Given problem:
Edit the lines from the very first one through the line that contains "column 550, row 552" by putting "pier" in place of every "wharf" and changing nothing else. Return only those lines.

Provided records:

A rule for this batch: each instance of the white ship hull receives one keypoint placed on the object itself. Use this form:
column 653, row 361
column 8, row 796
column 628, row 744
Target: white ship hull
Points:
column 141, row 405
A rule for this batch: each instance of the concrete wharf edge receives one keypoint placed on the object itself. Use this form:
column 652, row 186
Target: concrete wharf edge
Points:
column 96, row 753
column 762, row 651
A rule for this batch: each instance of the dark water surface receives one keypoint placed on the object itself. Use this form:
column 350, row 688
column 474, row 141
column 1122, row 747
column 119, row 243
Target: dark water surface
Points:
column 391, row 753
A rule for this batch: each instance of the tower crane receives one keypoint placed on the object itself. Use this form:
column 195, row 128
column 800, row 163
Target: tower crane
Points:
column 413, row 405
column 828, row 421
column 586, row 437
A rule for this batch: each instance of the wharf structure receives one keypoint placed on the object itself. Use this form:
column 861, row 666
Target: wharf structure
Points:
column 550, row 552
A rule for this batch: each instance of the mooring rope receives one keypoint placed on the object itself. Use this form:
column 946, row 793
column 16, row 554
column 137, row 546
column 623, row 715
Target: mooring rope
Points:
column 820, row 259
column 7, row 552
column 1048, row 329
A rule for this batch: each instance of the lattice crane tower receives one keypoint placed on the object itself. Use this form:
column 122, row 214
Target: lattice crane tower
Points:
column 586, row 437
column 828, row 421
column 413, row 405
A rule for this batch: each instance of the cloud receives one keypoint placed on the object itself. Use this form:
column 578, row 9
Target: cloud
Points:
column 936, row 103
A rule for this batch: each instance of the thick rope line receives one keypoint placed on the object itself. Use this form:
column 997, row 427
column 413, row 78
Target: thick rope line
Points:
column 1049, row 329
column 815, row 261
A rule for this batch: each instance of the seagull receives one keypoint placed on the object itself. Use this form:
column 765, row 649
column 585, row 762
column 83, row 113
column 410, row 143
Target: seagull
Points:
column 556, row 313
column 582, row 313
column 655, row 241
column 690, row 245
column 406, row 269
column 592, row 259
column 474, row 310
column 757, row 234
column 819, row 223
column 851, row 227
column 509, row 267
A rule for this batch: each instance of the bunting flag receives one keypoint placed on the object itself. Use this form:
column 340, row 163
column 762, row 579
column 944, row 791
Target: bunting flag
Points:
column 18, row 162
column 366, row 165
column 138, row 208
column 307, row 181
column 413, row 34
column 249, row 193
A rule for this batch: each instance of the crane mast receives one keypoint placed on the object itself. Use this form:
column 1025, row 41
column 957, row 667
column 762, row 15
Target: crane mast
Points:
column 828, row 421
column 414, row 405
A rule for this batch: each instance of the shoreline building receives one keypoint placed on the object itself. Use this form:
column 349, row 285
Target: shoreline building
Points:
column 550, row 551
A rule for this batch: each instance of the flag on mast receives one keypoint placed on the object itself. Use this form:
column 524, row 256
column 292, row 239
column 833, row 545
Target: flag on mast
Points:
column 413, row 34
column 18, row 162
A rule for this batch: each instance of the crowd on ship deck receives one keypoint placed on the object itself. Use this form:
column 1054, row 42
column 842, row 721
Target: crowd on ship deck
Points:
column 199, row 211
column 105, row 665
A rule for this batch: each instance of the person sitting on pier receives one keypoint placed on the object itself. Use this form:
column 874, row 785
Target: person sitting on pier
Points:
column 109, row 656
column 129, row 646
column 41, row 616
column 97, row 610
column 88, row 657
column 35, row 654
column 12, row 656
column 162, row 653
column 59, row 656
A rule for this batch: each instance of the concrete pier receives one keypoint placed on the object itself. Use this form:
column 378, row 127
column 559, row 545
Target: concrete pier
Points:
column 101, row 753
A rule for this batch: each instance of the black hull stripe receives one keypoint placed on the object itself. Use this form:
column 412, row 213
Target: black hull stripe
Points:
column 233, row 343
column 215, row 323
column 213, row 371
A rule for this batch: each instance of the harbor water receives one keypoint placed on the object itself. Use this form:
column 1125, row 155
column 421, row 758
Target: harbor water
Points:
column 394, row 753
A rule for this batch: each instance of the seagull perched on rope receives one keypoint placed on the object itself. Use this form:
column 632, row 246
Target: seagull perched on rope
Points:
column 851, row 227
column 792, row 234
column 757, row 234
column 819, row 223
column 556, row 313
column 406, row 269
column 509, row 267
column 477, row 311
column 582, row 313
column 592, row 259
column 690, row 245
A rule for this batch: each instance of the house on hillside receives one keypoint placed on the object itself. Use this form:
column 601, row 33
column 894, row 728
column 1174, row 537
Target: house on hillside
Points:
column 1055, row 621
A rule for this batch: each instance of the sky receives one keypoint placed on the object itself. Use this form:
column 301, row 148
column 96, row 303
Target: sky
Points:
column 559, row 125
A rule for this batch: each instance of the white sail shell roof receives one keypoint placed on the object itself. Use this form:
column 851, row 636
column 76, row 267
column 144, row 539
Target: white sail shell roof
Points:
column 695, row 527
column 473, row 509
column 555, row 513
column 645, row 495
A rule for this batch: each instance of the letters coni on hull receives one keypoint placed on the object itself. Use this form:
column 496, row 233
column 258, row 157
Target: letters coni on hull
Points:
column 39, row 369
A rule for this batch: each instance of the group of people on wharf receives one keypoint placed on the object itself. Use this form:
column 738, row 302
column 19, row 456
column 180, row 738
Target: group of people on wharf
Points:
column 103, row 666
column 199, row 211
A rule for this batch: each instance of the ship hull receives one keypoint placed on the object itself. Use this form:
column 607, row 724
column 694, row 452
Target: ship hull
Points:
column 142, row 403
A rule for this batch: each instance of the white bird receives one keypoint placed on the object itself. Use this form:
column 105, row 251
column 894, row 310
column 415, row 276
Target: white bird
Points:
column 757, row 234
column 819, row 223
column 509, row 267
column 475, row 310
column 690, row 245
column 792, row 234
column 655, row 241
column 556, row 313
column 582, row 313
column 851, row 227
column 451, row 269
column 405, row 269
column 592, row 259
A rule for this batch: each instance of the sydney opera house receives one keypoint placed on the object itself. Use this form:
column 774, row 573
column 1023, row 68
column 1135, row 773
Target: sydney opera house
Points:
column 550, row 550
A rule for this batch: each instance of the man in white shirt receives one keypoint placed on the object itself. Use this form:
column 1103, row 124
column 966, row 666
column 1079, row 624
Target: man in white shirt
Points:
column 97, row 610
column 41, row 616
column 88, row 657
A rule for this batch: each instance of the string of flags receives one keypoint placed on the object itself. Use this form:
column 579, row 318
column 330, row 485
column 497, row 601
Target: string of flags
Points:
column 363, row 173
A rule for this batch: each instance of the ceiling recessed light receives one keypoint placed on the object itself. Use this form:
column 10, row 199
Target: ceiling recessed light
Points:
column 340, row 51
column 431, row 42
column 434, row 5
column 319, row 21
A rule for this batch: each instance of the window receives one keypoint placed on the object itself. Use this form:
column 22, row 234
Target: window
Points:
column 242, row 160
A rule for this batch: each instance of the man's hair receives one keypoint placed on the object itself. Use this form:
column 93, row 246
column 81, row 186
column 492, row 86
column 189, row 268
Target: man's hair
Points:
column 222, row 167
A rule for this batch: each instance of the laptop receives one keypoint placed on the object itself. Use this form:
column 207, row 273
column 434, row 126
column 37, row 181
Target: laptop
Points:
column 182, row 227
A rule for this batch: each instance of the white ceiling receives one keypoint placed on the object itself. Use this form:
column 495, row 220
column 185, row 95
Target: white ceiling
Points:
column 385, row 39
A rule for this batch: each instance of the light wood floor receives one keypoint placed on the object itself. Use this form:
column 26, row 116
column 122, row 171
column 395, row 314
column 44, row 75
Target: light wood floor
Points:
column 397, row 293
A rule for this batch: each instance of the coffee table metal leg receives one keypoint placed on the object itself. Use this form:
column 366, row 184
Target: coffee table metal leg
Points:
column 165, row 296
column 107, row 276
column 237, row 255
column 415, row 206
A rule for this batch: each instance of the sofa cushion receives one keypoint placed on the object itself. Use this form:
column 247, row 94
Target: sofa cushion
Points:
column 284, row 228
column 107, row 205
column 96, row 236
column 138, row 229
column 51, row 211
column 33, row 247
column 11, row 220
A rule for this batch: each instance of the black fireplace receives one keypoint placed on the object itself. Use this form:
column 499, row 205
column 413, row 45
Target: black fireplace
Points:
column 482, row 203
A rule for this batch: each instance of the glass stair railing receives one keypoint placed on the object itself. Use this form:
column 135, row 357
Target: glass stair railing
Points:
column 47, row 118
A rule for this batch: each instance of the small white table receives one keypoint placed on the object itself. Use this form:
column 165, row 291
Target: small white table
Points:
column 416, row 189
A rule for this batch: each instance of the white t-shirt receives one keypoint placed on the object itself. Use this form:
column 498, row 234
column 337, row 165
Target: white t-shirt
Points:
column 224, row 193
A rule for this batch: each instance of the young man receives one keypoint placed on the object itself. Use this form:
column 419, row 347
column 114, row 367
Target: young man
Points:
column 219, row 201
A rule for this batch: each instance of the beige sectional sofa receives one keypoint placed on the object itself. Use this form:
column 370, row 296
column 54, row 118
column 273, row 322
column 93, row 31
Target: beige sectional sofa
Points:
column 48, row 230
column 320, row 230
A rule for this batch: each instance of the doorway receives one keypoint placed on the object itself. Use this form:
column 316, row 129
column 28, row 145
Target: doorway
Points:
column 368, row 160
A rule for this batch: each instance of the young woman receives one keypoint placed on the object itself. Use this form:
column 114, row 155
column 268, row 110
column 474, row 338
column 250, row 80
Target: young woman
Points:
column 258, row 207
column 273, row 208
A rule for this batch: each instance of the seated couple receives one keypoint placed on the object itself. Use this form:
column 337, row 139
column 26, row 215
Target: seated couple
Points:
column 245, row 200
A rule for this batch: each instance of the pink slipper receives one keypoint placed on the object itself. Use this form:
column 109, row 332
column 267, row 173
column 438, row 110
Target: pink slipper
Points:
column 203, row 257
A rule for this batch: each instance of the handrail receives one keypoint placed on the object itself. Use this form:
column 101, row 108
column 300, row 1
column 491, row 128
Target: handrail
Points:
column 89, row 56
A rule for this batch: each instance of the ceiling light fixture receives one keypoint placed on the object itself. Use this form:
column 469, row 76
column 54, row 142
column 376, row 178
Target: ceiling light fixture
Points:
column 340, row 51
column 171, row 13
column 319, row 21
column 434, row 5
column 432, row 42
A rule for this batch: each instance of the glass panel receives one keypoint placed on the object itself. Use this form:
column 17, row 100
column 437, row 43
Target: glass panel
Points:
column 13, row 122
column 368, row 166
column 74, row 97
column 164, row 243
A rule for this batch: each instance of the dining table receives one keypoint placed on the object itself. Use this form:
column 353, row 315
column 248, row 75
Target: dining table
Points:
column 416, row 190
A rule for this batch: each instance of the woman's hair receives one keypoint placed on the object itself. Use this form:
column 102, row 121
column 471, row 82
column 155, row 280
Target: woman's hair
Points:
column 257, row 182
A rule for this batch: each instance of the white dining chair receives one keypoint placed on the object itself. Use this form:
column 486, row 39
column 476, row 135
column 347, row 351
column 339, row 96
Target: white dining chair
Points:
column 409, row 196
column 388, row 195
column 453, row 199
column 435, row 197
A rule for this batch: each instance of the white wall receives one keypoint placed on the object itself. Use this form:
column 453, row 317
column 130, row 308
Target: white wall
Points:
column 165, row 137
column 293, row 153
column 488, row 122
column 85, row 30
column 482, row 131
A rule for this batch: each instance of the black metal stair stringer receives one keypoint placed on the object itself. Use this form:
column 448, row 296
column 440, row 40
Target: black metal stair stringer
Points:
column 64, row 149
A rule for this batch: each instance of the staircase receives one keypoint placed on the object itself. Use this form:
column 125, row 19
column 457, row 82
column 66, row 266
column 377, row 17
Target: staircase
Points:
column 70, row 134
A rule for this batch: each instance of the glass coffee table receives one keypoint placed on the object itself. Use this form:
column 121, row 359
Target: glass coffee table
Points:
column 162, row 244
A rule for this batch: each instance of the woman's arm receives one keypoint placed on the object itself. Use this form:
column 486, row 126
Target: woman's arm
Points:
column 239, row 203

Result of this exercise:
A rule for this batch: each instance of the white ship hull receives one keypoint placed on the object itself. Use this form:
column 653, row 361
column 8, row 796
column 628, row 744
Target: white ship hull
Points:
column 141, row 405
A rule for this batch: each instance of the concrete pier edge receives one keypoint placed on the object itself. Use this form:
column 652, row 186
Target: concrete pier edge
Points:
column 96, row 753
column 762, row 651
A rule for this batch: each instance of the dark water surface receives one keypoint placed on the object itself. Use this form:
column 350, row 688
column 474, row 141
column 1122, row 747
column 119, row 243
Target: dark water surface
Points:
column 391, row 753
A rule for this batch: each instance of the tower crane receives one keypoint placed on the object itself. Use this form:
column 195, row 128
column 800, row 163
Target: tower crane
Points:
column 413, row 405
column 828, row 421
column 586, row 437
A rule for this batch: each instance of the pier structure receives one keypoint placed on the object itself. Use this form:
column 861, row 666
Target: pier structure
Points:
column 550, row 552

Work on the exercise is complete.